→ EXERCISE: Return the lines of the data below without any change, from the line containing "target: rocky mountain peak" up to and including the line containing "641 133 L 643", and nothing else.

→ STORED ROWS:

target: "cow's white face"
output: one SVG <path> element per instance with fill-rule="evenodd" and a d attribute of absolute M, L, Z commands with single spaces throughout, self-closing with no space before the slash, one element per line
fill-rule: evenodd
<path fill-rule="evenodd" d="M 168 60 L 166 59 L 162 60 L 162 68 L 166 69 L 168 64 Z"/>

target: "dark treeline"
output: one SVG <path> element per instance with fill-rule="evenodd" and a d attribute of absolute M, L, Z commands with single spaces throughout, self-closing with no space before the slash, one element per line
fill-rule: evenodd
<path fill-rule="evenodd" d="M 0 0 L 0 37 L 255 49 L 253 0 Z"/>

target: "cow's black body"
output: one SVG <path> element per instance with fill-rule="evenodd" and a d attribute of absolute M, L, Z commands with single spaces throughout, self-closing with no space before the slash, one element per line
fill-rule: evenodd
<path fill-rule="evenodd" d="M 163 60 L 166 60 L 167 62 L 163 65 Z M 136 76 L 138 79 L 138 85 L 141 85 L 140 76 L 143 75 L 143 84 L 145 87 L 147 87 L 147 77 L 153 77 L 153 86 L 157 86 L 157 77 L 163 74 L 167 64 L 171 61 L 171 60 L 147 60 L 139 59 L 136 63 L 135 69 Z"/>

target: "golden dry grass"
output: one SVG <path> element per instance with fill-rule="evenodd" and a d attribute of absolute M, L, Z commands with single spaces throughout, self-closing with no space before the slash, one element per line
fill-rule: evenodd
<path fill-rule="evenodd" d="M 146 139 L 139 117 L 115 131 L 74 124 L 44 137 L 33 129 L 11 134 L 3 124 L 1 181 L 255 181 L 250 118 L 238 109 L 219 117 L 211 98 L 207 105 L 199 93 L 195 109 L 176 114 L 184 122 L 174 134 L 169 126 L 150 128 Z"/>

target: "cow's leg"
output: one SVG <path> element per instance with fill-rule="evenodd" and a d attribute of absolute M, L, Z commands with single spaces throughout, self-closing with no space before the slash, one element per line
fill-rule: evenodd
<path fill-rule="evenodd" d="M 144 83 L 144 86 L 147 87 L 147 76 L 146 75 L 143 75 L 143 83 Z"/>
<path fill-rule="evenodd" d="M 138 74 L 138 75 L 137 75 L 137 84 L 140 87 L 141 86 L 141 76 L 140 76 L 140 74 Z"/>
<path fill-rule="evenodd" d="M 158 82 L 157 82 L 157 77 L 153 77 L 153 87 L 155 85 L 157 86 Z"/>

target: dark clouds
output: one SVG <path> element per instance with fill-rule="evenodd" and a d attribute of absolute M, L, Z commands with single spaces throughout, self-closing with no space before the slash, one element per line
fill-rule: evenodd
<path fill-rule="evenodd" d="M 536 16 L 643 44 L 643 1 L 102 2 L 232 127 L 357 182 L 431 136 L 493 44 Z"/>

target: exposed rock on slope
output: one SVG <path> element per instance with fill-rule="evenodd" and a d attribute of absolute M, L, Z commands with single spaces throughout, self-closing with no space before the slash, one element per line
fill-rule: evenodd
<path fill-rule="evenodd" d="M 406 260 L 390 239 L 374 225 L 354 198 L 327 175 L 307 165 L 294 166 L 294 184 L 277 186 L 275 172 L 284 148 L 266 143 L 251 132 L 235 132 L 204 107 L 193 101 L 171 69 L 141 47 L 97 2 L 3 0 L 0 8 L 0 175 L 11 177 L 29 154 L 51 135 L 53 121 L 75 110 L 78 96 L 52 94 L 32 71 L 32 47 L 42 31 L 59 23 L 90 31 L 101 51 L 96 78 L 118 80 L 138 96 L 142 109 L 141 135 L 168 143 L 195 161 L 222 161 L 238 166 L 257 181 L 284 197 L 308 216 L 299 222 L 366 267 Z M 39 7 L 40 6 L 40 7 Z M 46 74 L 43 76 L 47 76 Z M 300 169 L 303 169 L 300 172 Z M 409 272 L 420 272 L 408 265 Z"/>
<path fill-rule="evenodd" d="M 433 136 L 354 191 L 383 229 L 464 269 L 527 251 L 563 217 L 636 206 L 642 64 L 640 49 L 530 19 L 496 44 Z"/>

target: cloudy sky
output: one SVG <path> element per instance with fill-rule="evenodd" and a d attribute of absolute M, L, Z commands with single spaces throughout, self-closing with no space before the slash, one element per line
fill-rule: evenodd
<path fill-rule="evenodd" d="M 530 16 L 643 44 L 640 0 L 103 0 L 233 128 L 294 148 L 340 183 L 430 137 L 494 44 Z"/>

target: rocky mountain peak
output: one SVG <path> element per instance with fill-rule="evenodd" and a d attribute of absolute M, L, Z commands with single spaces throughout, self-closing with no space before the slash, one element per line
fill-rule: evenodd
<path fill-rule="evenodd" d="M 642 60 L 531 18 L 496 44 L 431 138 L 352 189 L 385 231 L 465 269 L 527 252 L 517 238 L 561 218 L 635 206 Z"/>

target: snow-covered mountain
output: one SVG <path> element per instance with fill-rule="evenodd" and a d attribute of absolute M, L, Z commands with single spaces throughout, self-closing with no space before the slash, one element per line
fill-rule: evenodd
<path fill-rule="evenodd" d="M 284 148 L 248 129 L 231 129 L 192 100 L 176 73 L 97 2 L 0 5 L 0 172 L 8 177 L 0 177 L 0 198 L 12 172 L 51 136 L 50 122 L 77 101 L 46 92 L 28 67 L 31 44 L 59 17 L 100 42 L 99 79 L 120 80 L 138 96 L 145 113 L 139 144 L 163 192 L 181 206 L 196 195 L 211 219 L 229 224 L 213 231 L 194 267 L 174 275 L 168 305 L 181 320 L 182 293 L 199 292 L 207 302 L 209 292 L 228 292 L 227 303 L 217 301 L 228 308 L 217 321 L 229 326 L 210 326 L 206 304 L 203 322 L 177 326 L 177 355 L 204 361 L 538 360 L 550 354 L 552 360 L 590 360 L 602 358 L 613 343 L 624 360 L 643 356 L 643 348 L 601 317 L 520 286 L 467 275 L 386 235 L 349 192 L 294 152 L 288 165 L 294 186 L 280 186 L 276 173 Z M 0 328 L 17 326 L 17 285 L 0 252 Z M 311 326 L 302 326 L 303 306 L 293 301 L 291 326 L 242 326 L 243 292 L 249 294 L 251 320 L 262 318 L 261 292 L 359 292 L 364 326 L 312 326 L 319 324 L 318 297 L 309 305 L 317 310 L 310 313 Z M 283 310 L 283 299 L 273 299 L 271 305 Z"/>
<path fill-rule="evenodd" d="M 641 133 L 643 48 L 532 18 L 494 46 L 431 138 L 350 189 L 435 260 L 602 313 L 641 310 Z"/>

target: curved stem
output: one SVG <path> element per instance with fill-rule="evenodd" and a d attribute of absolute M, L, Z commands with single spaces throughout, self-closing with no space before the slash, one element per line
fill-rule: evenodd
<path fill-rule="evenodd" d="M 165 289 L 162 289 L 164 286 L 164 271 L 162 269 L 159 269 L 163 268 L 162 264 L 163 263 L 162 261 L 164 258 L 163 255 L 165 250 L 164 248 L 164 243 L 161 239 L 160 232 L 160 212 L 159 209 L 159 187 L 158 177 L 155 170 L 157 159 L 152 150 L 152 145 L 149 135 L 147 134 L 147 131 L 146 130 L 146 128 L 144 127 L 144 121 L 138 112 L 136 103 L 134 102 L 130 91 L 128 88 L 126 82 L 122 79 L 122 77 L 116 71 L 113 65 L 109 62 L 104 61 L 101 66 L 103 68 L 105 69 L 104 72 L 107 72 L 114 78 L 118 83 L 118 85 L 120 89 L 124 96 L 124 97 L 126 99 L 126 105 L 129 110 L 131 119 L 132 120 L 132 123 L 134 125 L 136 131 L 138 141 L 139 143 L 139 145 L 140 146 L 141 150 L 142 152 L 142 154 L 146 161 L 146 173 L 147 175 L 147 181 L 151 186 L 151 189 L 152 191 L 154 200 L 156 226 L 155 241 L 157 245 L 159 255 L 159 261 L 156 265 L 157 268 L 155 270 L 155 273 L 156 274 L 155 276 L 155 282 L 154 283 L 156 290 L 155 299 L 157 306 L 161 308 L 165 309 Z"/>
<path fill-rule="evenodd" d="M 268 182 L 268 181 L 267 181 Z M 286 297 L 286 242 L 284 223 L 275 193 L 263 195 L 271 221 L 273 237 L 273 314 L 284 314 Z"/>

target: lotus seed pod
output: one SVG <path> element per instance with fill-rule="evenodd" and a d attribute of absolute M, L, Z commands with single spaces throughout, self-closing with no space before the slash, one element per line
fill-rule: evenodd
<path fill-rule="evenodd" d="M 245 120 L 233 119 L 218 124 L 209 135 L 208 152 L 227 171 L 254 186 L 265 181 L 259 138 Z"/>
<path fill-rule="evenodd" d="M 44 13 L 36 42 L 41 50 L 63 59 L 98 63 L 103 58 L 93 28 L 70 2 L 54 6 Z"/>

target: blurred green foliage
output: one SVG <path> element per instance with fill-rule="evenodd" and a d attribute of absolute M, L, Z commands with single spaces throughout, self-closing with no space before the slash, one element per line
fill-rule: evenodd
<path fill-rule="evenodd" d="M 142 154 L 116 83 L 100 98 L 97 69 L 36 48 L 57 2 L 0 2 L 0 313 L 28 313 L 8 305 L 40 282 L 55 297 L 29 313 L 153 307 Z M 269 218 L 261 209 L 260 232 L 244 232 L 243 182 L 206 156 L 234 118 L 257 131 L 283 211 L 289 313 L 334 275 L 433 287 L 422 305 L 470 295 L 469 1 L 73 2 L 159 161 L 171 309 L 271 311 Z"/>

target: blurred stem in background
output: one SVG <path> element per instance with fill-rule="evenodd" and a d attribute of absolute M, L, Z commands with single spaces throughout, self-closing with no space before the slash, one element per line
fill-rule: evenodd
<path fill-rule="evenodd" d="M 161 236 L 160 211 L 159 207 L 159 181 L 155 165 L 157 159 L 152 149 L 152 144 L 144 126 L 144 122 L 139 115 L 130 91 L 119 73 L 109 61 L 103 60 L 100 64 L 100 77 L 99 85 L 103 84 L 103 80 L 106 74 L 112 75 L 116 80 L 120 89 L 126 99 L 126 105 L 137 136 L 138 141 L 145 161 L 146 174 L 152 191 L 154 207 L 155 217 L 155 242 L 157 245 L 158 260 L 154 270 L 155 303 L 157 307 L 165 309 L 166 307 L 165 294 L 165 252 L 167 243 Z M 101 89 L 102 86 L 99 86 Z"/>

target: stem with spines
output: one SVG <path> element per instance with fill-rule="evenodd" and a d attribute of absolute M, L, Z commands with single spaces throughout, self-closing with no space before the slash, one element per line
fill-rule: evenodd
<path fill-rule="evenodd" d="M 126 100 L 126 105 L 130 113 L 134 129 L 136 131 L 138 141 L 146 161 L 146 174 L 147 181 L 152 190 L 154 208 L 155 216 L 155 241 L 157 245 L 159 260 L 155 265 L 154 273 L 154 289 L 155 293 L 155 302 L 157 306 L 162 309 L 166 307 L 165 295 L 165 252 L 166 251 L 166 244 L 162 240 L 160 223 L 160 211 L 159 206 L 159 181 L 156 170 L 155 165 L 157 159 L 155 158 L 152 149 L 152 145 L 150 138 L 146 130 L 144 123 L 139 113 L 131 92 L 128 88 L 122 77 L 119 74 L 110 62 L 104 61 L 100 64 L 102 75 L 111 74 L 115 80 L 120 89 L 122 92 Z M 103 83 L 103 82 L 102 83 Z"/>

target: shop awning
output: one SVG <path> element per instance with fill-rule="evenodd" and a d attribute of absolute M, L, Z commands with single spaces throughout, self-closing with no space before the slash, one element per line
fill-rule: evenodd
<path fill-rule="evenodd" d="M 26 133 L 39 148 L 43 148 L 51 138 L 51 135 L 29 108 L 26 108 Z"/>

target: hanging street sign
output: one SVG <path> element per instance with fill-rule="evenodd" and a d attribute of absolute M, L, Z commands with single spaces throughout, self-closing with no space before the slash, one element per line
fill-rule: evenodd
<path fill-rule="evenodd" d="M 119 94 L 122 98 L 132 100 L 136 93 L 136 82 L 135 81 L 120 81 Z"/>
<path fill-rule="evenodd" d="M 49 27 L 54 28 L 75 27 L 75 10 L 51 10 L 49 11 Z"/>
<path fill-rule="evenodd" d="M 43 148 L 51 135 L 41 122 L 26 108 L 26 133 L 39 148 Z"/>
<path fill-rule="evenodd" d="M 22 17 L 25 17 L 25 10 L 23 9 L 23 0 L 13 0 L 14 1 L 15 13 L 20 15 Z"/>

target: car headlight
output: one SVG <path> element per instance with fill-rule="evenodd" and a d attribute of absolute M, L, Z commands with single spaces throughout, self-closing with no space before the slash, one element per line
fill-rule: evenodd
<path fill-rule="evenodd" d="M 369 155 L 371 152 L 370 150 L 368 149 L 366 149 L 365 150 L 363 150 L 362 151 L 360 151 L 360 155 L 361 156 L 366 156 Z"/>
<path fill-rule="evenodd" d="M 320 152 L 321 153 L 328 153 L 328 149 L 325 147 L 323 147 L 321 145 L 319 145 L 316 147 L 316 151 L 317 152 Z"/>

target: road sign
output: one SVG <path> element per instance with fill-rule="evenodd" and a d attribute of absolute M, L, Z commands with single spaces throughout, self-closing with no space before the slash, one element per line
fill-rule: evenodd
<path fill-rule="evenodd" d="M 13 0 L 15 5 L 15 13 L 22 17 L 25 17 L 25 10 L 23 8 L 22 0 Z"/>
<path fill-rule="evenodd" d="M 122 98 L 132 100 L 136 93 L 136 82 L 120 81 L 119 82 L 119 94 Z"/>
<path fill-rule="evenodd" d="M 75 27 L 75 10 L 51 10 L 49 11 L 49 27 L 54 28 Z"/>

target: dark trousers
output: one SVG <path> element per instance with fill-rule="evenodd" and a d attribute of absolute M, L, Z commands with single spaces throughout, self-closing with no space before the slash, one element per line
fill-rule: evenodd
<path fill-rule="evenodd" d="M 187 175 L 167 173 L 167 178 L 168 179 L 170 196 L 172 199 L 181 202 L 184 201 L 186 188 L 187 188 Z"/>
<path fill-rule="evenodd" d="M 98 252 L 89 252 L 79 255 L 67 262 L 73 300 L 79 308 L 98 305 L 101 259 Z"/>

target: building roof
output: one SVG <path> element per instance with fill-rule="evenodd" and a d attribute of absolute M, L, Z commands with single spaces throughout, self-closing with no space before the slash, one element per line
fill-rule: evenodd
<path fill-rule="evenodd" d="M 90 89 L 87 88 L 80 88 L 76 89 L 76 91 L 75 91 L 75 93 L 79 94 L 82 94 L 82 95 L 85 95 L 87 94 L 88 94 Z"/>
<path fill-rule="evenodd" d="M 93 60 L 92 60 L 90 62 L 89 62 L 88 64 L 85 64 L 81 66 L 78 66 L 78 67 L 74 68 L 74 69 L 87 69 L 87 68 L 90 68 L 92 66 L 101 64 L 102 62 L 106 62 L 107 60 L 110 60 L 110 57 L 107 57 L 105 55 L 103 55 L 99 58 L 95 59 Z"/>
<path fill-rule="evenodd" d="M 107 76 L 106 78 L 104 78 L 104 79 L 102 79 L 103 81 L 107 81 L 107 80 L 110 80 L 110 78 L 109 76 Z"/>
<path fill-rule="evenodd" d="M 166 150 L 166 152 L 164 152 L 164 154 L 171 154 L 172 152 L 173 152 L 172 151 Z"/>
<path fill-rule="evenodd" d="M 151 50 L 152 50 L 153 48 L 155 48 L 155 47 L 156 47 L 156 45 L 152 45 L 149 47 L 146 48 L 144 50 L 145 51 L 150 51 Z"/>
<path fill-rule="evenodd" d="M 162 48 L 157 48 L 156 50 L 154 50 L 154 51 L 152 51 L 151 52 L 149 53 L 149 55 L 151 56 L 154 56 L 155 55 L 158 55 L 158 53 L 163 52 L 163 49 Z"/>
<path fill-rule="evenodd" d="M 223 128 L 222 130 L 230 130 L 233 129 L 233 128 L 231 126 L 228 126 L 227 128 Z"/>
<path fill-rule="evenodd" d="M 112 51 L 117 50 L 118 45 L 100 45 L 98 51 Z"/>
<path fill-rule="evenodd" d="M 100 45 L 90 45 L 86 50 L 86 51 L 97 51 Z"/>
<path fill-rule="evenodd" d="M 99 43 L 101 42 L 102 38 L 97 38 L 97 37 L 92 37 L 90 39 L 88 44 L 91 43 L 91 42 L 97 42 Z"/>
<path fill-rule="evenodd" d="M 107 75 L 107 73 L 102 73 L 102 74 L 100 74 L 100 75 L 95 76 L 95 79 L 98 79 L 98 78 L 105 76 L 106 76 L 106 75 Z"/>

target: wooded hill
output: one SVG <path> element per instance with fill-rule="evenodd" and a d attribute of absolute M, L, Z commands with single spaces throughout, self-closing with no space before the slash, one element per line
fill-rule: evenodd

→ ANSWER TO THE EXERCISE:
target: rocky mountain peak
output: one SVG <path> element per instance with fill-rule="evenodd" and a d attribute of absolute M, L, Z commands with single spaces throughout, self-closing with no space before the slash, one element per line
fill-rule: evenodd
<path fill-rule="evenodd" d="M 642 60 L 531 18 L 496 44 L 431 138 L 352 189 L 385 231 L 465 269 L 527 252 L 517 238 L 561 218 L 635 206 Z"/>

target: snow-covered mountain
output: one SVG <path> element per instance with fill-rule="evenodd" and a d attribute of absolute M, L, Z commands with single spaces throughout, self-closing with no space before the slash, one element per line
fill-rule: evenodd
<path fill-rule="evenodd" d="M 284 148 L 248 129 L 231 129 L 192 100 L 176 73 L 97 2 L 0 5 L 0 172 L 8 177 L 0 177 L 0 198 L 12 172 L 51 136 L 50 122 L 77 101 L 46 92 L 28 67 L 31 44 L 59 17 L 100 42 L 99 79 L 120 80 L 138 96 L 145 113 L 139 144 L 163 192 L 181 206 L 196 195 L 211 219 L 229 224 L 213 231 L 194 267 L 174 275 L 168 305 L 181 320 L 182 293 L 199 292 L 207 302 L 209 292 L 228 292 L 227 303 L 217 301 L 228 308 L 217 321 L 229 326 L 210 326 L 206 304 L 203 322 L 177 326 L 177 355 L 204 361 L 538 360 L 550 354 L 552 360 L 590 360 L 602 358 L 613 343 L 624 360 L 643 356 L 643 348 L 601 317 L 520 286 L 467 275 L 386 235 L 349 192 L 294 152 L 288 165 L 294 186 L 280 186 L 276 173 Z M 0 328 L 17 326 L 17 285 L 0 252 Z M 311 326 L 302 326 L 303 306 L 293 301 L 291 326 L 242 326 L 243 292 L 249 294 L 251 320 L 262 318 L 261 292 L 359 292 L 364 326 L 312 326 L 319 324 L 318 297 L 309 305 L 317 310 L 310 313 Z M 283 310 L 283 299 L 273 299 L 271 305 Z"/>
<path fill-rule="evenodd" d="M 641 133 L 643 48 L 532 18 L 494 46 L 431 138 L 350 189 L 435 260 L 602 313 L 641 310 Z"/>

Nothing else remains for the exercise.